Problems to solve:
(A) Repeat the part of the mrtailor tutorial that opens with the words containing "- Data used" and closes with "at a terminal.", switching "terminal" to "console".
(B) Pick up the mrtailor tutorial from its last sentence and keep writing it.

Passage provided:
____________

Acknowledgment
I am grateful to Moritz Wette for working through this tutorial and checking its consistency
Table of Contents
To download mrtailor, please return to the mrtailor main page.
- Data used in this tutorial
- Step 1: Preparing the multiple alignment file with blast
- Step 2: A simplified molecular replacement with 1DBI
- Step 3: Direct refinement with refmac5
- Step 4: Refinement with external restraints from prosmart
- Step 5: Refinement with external restraints after using mrtailor
- Step 6: Refinement with improved input model
- Step 7: Comparing results
mrtailor Tutorial
This tutorial for the program mrtailor is based on structural data of "tripeptidyl-peptidase I" (TPP) ([Pal et al., 2009], PDB-ID 3ee6).
Notation: Any line in this tutorial starting with
#>
marks a command which should be typed at a terminal.
The Data
In order to follow the tutorial, you should install mrtailor and download the following files (there will be appropriate link when each file is required, and you do not need to download all files now):- TPP sequence tpp.fasta in fasta format.

____________

Given records:

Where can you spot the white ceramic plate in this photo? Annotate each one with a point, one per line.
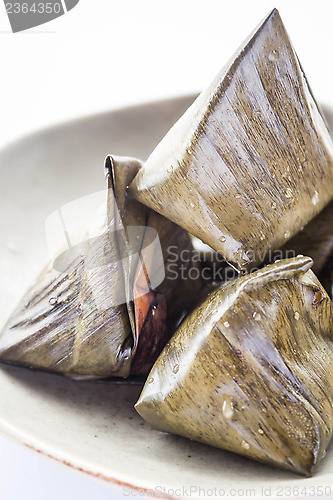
(93, 426)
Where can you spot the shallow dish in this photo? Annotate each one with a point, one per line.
(92, 426)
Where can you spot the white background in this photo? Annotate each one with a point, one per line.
(105, 54)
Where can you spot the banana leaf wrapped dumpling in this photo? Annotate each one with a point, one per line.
(316, 240)
(250, 370)
(101, 309)
(251, 161)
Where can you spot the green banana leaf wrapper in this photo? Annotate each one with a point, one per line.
(251, 161)
(250, 370)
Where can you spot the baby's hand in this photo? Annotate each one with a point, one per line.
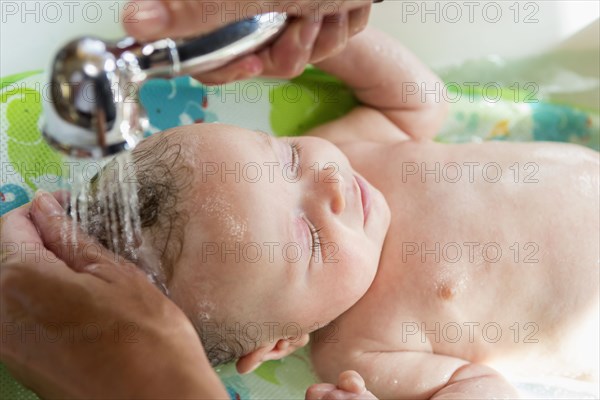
(351, 386)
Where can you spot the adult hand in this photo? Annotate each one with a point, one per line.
(78, 322)
(317, 29)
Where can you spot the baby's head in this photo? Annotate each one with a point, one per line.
(261, 239)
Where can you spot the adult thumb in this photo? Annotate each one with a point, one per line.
(58, 234)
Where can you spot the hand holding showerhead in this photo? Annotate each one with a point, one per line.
(94, 109)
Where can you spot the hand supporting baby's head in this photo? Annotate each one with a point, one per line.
(261, 240)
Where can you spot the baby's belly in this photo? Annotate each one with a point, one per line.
(503, 272)
(483, 314)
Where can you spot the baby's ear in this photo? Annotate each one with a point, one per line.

____________

Solved tasks:
(A)
- Data used in this tutorial
- Step 1: Preparing the multiple alignment file with blast
- Step 2: A simplified molecular replacement with 1DBI
- Step 3: Direct refinement with refmac5
- Step 4: Refinement with external restraints from prosmart
- Step 5: Refinement with external restraints after using mrtailor
- Step 6: Refinement with improved input model
- Step 7: Comparing results
mrtailor Tutorial
This tutorial for the program mrtailor is based on structural data of "tripeptidyl-peptidase I" (TPP) ([Pal et al., 2009], PDB-ID 3ee6).
Notation: Any line in this tutorial starting with
#>
marks a command which should be typed at a console.

(B)
- Data file tpp_tutorial_data.mtz
- PDB file tpp_tutorial_data.pdb. It corresponds to the PDB ID 3EE6 [Pal et al., 2009] of the target structure.
- PDB file 1dbi.pdb [Smith et al., 1999].
Step 1: Blast
In this section we carry out a Blast search in order to find a PDB file which putative similarity to the structure of TPP, and create the alignment file which will be used by Mr Tailor later on.
The first step to find a candidate for external restraints is a Blast Search against the PDB:
- Paste the sequence file tpp.fasta into the sequence field.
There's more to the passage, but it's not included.